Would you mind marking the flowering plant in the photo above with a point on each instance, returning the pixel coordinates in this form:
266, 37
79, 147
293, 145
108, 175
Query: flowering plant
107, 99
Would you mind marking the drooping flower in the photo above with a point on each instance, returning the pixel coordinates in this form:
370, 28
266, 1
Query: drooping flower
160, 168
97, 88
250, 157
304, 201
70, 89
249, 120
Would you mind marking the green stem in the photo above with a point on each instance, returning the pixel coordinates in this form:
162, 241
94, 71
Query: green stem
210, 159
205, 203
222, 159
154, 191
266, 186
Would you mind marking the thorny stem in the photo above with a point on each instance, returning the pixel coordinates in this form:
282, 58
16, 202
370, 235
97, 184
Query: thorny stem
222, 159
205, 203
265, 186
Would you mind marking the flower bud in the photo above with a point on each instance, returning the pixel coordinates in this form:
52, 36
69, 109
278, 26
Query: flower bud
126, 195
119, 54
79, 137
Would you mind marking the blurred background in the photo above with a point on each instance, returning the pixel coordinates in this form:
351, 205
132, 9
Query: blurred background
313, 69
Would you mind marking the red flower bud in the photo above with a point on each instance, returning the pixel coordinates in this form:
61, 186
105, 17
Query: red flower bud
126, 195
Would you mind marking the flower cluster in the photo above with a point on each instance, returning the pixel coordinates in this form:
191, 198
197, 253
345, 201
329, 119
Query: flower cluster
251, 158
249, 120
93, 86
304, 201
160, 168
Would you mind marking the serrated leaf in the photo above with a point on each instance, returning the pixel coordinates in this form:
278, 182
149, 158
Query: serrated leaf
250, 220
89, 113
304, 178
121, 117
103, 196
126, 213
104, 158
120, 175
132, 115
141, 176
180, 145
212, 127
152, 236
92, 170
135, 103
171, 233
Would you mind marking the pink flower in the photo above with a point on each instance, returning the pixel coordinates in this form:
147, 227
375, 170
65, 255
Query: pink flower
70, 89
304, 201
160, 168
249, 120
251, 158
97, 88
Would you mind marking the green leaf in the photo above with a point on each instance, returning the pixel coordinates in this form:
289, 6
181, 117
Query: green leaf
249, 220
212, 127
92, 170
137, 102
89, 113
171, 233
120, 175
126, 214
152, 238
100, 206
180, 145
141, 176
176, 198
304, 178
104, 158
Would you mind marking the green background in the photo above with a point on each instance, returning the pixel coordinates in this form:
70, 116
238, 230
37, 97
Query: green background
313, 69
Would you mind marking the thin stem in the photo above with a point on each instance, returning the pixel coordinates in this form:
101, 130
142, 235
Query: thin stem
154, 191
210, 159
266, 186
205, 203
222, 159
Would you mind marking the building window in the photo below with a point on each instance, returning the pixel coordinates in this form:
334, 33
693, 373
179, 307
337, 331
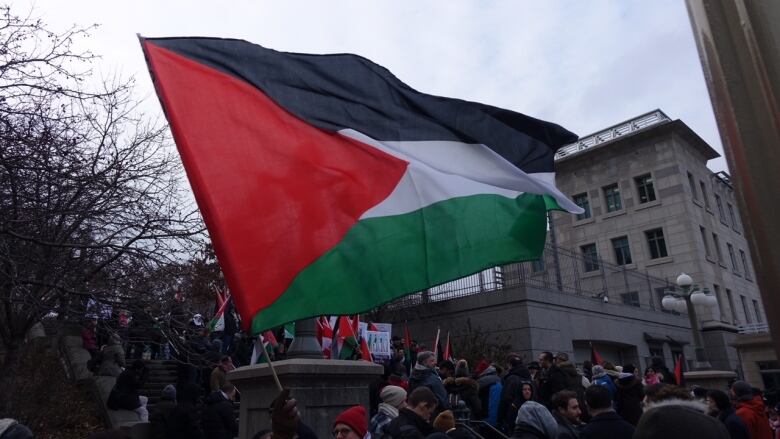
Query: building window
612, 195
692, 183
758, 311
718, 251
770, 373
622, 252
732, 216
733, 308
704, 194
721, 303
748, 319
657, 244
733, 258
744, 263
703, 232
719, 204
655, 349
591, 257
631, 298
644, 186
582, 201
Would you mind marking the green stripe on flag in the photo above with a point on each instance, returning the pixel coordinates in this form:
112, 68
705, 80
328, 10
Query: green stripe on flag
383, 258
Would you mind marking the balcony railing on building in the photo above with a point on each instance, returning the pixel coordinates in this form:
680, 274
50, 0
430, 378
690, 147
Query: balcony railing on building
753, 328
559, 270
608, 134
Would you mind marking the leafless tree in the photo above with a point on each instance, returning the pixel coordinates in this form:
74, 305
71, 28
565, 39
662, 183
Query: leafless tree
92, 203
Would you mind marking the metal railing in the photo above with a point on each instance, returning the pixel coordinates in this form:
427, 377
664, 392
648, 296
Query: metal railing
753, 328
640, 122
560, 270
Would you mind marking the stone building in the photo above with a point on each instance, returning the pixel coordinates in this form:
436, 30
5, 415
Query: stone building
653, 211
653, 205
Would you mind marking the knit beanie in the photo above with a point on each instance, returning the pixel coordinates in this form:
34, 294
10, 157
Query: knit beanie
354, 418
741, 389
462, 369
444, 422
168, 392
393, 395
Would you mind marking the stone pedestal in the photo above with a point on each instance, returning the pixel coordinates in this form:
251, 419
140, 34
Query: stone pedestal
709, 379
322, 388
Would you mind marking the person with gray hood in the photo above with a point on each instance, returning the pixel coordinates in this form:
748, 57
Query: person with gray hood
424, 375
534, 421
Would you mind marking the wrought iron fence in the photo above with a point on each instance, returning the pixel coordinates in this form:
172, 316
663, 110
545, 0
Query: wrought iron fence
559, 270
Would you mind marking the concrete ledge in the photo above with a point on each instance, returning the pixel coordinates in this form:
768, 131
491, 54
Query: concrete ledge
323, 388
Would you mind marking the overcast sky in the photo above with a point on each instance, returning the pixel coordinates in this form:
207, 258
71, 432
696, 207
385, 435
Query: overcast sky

■ What you will do
When a line holds the string "overcast", pull it out of the listing.

■ Answer section
Would you mind marking the overcast sky in the photo above with a point on each instance, returning the pixel coordinates in this form:
Query: overcast sky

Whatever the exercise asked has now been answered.